**WORK TASK:** Each of the entries should be output exactly, with nothing left out.

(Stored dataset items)
__________

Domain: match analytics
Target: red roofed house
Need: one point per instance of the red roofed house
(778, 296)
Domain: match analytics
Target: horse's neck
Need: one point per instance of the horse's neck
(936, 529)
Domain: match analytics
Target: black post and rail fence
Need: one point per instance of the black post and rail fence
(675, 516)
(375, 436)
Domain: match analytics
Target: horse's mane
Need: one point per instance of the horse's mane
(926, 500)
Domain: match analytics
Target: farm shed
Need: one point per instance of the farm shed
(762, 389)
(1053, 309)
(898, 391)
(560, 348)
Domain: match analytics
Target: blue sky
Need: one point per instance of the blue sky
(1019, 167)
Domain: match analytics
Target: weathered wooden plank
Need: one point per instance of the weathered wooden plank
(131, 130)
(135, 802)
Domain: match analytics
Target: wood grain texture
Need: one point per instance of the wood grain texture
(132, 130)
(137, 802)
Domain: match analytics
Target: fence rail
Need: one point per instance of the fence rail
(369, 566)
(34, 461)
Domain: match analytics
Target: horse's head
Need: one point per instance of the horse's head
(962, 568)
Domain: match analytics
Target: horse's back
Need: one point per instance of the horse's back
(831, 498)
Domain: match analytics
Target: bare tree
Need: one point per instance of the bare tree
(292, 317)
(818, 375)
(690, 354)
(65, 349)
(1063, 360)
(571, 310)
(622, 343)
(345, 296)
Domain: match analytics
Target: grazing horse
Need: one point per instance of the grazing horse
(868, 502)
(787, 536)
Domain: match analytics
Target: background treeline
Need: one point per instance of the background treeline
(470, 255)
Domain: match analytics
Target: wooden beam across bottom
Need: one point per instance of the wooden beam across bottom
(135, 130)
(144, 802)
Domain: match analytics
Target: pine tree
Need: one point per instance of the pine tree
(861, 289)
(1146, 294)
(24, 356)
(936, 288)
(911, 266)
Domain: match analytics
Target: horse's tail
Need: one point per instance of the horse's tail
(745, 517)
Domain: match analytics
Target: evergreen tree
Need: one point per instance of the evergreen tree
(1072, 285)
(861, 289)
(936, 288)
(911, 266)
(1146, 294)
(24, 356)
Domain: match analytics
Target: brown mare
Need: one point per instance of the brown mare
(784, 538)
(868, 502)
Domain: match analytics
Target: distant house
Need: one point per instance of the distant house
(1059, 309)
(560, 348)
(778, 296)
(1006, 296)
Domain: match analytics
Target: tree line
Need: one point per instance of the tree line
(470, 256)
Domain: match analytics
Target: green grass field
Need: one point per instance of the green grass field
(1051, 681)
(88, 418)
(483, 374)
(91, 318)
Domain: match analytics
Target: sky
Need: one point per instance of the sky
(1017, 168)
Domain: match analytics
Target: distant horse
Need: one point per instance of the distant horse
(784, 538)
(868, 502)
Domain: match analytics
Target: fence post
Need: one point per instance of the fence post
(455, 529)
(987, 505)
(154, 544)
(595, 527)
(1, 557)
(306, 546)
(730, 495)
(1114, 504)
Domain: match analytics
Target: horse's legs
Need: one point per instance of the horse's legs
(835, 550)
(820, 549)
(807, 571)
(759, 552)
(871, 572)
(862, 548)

__________

**EXERCISE RESPONSE:**
Domain: match analytics
Target: red roofed house
Need: one point per instance of the red roofed house
(778, 296)
Domain: match analytics
Target: horse's neck
Need: one point per instance of the horse's neck
(936, 529)
Domain: match analytics
Target: black post and rail fence
Need: one point per instance of the black post and rail fence
(675, 516)
(375, 436)
Domain: match analytics
Target: horse's mane
Need: one point per instance of the horse's mane
(926, 500)
Domain: match analytics
Target: farm shed
Need: one point per instance of the farm shed
(762, 389)
(1053, 309)
(898, 391)
(560, 348)
Domain: match analytics
Target: blue sky
Need: one point per instance of the blue sky
(1019, 167)
Domain: match analytics
Target: weathered wooden plank
Need: one point per instance of the weathered wooden plank
(131, 130)
(135, 802)
Domain: match analytics
Target: wood grain texture
Need: one point per instance of the wood grain texture
(132, 130)
(137, 802)
Domain: match analytics
Target: fence rail
Need: one point per instance of the fence rail
(369, 566)
(34, 461)
Domain: match analytics
Target: horse's head
Need: one point per instance of the horse's head
(962, 568)
Domain: match analytics
Target: horse's back
Need: one point per instance of the horse's back
(831, 498)
Domain: match analytics
Target: bare tree
Need: one point per instance of the bare tree
(292, 317)
(818, 375)
(690, 354)
(65, 349)
(1063, 360)
(571, 310)
(622, 343)
(345, 296)
Domain: match analytics
Target: grazing horse
Need: one point per instance of the grazing horse
(868, 502)
(787, 536)
Domain: match analytics
Target: background treeline
Need: one point per instance of the background treeline
(470, 255)
Domain: match analytics
Target: wooden beam across bottom
Need: one point per instance of the wooden beam across bottom
(135, 130)
(144, 802)
Domain: match analytics
Target: pine tree
Need: one point per instance of the pine tree
(861, 289)
(1146, 294)
(24, 356)
(936, 288)
(911, 266)
Domain: match analytics
Target: horse's tail
Need: one point per instance of the horse's tail
(745, 517)
Domain: match analytics
Target: evergreen tree
Need: one point per instance of the evergreen tree
(1072, 285)
(861, 289)
(936, 288)
(911, 266)
(1146, 294)
(24, 356)
Domain: match analytics
Target: brown mare
Need: one point per instance of the brown mare
(784, 538)
(868, 502)
Domain: match analytics
Target: distant house
Need: one point per instance of the distant house
(1059, 309)
(560, 348)
(778, 296)
(1006, 296)
Domain: match analytics
Target: tree line
Need: one point per instance of the tree line
(470, 256)
Domain: match analytics
Target: green grass field
Need: one point per instance of the green grass field
(1051, 681)
(88, 418)
(483, 374)
(91, 318)
Domain: match analytics
Target: sky
Need: one point per instance of the sky
(1017, 168)
Domain: match analytics
Target: distant horse
Need: one point per instance of the distant horse
(784, 538)
(868, 502)
Domain: match analytics
Target: fence post
Need: one point per instance of the fence post
(455, 529)
(987, 505)
(154, 544)
(595, 527)
(1, 557)
(306, 546)
(730, 495)
(1114, 504)
Domain: match analytics
Target: horse's legs
Need: one point per instance of the horse's legs
(835, 550)
(820, 549)
(807, 571)
(759, 552)
(871, 572)
(862, 548)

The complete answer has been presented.